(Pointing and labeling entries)
════
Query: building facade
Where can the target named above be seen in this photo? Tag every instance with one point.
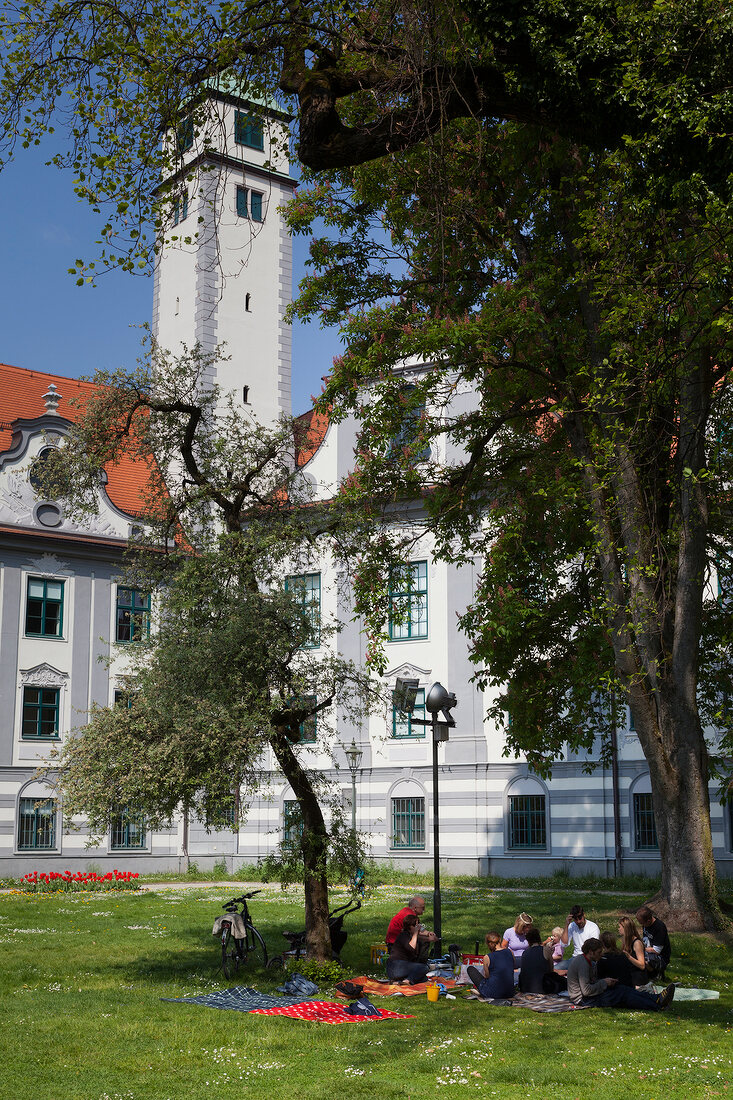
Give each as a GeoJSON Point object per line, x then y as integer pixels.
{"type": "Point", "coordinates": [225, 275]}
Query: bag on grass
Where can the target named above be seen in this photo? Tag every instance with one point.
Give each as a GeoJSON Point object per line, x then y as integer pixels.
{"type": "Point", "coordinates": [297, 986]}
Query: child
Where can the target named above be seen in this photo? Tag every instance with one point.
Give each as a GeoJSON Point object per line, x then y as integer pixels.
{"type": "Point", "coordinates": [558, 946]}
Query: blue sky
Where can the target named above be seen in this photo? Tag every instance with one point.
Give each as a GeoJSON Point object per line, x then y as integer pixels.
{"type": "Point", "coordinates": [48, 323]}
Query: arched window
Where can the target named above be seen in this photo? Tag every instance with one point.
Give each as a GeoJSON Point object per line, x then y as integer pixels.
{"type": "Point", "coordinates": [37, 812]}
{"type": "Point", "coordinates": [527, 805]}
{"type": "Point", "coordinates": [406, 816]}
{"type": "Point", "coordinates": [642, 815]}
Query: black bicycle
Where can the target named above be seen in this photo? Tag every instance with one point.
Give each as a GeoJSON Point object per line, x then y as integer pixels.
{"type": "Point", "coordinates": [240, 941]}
════
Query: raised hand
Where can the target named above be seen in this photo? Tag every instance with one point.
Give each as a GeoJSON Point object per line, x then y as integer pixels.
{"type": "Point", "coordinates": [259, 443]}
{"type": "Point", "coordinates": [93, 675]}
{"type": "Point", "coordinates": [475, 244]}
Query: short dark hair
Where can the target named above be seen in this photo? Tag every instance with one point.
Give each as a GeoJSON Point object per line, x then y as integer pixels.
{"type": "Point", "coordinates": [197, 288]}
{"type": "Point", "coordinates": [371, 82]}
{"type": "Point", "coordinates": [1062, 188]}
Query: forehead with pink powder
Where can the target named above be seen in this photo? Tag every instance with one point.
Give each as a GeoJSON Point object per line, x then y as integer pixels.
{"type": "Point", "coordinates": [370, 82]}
════
WHAT YOU HAVE TO DO :: From the lines above, extract each one that contains the string "Query" and copy it out.

EXERCISE ANSWER ::
Query: building facade
Query: bag on grass
Query: child
Query: blue sky
Query: arched window
Query: black bicycle
Query: raised hand
Query: short dark hair
Query: forehead with pink powder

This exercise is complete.